**The task:**
The required lines are those that contain "instance"; pull them out of the data and copy them.
++++++
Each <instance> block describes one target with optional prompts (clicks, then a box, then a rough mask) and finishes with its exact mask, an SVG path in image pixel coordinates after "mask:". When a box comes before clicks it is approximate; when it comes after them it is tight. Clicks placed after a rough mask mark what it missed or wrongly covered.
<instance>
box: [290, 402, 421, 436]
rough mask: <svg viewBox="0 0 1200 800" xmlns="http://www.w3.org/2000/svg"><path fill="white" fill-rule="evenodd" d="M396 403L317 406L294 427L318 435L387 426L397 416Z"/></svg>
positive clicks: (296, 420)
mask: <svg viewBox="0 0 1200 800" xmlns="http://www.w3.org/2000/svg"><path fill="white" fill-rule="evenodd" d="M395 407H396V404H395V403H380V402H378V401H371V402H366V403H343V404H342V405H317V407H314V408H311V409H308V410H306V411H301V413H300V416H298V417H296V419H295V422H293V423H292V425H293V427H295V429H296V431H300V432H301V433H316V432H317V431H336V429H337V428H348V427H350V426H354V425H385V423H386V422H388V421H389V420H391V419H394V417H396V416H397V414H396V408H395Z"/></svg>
++++++
**Response below:**
Each <instance> block describes one target with optional prompts (clicks, then a box, then a rough mask) and finishes with its exact mask, an SVG path in image pixel coordinates after "mask:". When a box comes before clicks it is approximate; when it comes after them it is tight. Clicks placed after a rough mask mark what it missed or wrongly covered.
<instance>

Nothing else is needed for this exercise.